- Selected extract:
──────

The legal fallout from the Russia sanctions


    Thomas Laryea is an international law and policy expert at Orrick, Herrington & Sutcliffe. He specialises in advising governments and creditors on international finance matters. In this post, he explores the legal ramifications for international economic law following Russia’s invasion of Ukraine.

    The armed conflict between Russia and Ukraine has already had profound geopolitical repercussions, as well as tragic human costs. It is also highly complex for international economic law and the institutions that govern it. In particular, the IMF.

    Before we dive into the central issues, however, some context.

    After the collapse of the Soviet Union in 1991, the former republics of the bloc were broken up into their own states. law. A dissolution under international law would have been messy, not least because it would have meant that the Soviet Union’s assets and liabilities would have to be allocated among the new successor states. However, Russia insisted that it be treated as the continuing state. That meant Russia retained all its international assets (such as foreign exchange reserves) and liabilities (such as obligations on international debt contracts).

    This approach also meant Russia continued the Soviet Union’s membership and status in international organisations such as the UN Security Council. And the former Soviet Union republics became new states under international law.

    Now to today. What are the international economic law implications of Russia’s invasion of the Ukraine?

    The IMF, in a joint statement with the World Bank, signalled on Tuesday that it’s responding to Ukraine’s request for emergency financing, and is continuing to work on making an additional $2.2bn available for the nation before June’s end.

    But what would happen if Russia were to apply for IMF financing to cushion the blow from the sanctions?

    Russia’s invasion of Ukraine does not breach its obligations under the IMF’s Articles of Agreement: Russia remains a full member of the IMF member and remains eligible for financing from the Fund. Russia could therefore immediately draw on its circa $5bn “reserve tranche” in the IMF without any conditions. Beyond that, however, the geopolitical reality suggests that securing the IMF Executive Board votes to approve additional financing would be impossible.

    Economic sanctions and other restrictions

    The scale of the economic sanctions against Russia has been unprecedented, with Russia’s central bank, financial and banking system all targeted.

    The nature of the sanctions imposed on Russia could mean that those measures fall foul of the IMF treaty. For instance, as the measures restrict the availability, or use, of foreign exchange by private parties in international payments, this could constitute “exchange restrictions”, breaching the IMF treaty, unless approved by the IMF Executive Board. However, since 1952, the IMF has approved exchange restrictions that are imposed “solely for the preservation of national or international security”. I would expect that the exchange restrictions imposed against Russia would be approved on this basis.

    In order to cushion the rouble’s fall and conserve the country’s now-limited store of foreign exchange reserves, the Russian authorities have also imposed a series of measures, such a restricting Russian residents from using foreign exchange to service foreign debt. Those measures would also be in breach of Russia’s IMF obligations, unless the IMF Board approves it. A basis for IMF Board approval is that such measures are imposed temporarily, for balance of payments reasons and their effect is non-discriminatory across residents of other IMF member countries. Based on past precedents, Russia has a fair argument for IMF approval of at least some of the restrictions that it has imposed.

──────

- Dataset extract:
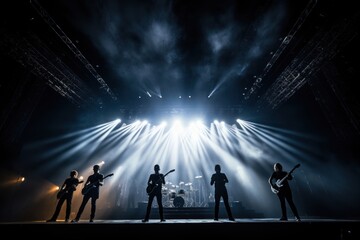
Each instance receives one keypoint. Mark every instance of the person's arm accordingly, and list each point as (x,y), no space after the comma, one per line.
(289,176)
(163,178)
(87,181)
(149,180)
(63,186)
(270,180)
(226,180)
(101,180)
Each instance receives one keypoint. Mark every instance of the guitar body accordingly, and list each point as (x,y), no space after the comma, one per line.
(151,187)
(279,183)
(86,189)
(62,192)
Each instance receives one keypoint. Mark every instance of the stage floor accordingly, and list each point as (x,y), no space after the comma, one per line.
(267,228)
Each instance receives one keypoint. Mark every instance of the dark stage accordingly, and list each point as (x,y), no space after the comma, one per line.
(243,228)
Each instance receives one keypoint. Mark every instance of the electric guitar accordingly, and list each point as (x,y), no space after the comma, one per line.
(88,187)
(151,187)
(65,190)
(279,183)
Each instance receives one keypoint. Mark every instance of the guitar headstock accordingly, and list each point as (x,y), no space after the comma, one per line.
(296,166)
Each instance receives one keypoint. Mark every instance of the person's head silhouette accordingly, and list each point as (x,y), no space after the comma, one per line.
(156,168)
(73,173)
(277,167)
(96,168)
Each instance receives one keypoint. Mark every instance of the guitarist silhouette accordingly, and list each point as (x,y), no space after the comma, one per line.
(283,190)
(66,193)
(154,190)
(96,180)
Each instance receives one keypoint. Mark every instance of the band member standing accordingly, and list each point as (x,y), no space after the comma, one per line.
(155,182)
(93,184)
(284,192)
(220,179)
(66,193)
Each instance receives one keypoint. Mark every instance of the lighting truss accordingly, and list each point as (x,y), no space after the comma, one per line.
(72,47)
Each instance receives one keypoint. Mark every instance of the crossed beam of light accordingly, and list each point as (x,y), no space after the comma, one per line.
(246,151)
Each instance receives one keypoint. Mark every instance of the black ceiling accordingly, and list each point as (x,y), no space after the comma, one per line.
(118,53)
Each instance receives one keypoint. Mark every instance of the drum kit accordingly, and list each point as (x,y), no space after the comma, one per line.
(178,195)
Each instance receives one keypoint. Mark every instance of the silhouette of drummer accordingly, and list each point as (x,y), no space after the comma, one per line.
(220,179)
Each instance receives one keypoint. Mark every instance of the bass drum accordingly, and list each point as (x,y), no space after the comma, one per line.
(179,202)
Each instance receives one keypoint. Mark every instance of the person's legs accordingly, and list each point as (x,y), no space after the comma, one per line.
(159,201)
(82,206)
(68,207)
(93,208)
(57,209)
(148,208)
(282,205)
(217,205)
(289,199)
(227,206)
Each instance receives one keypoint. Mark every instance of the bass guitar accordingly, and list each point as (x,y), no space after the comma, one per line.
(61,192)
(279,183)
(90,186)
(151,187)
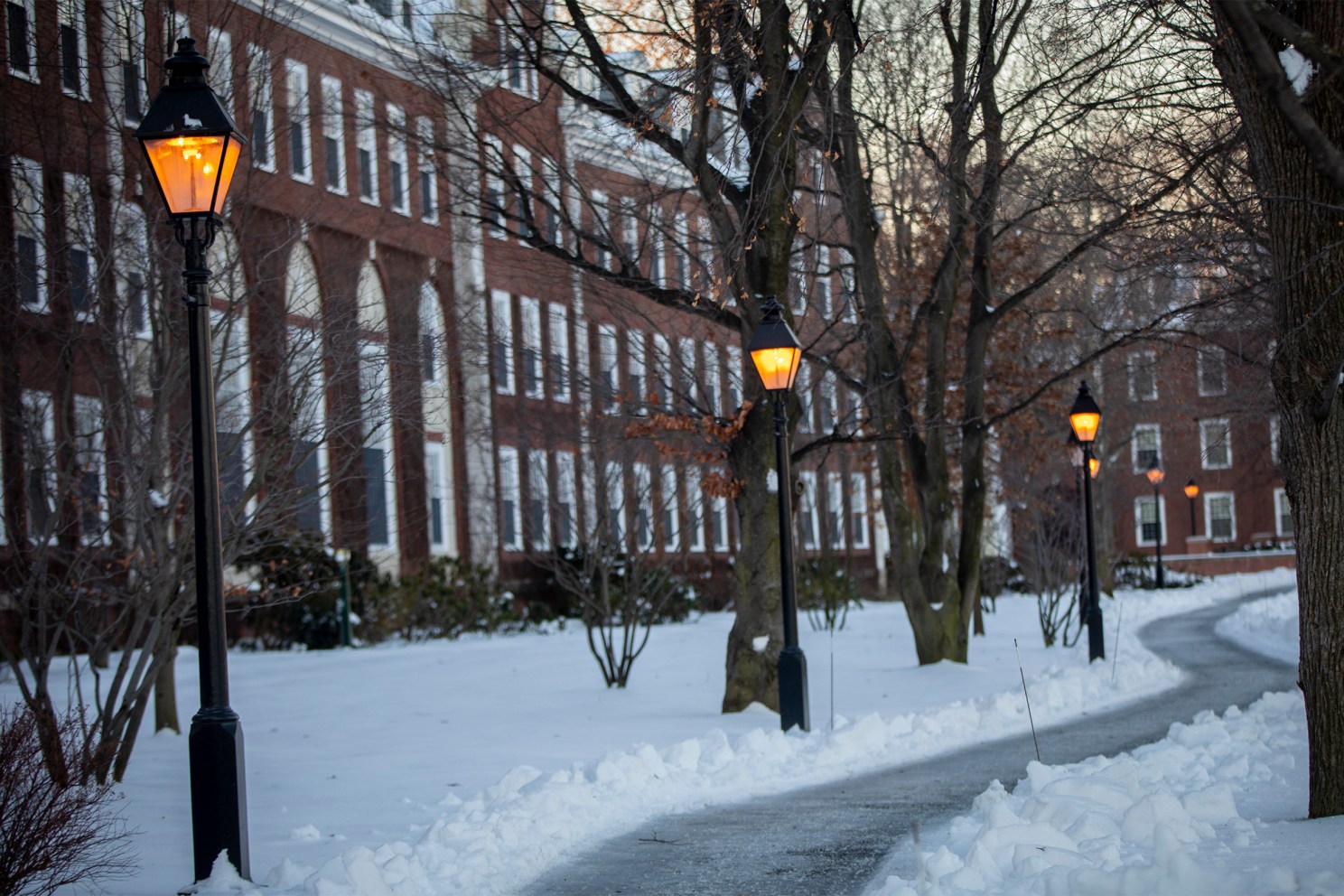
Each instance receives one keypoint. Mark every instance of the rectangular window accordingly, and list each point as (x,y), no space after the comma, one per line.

──────

Please reproduce the article on the Russia sanctions word for word, starting at "After the collapse" and stopping after "international debt contracts).".

- Solved exercise:
After the collapse of the Soviet Union in 1991, the former republics of the bloc were broken up into their own states. law. A dissolution under international law would have been messy, not least because it would have meant that the Soviet Union’s assets and liabilities would have to be allocated among the new successor states. However, Russia insisted that it be treated as the continuing state. That meant Russia retained all its international assets (such as foreign exchange reserves) and liabilities (such as obligations on international debt contracts).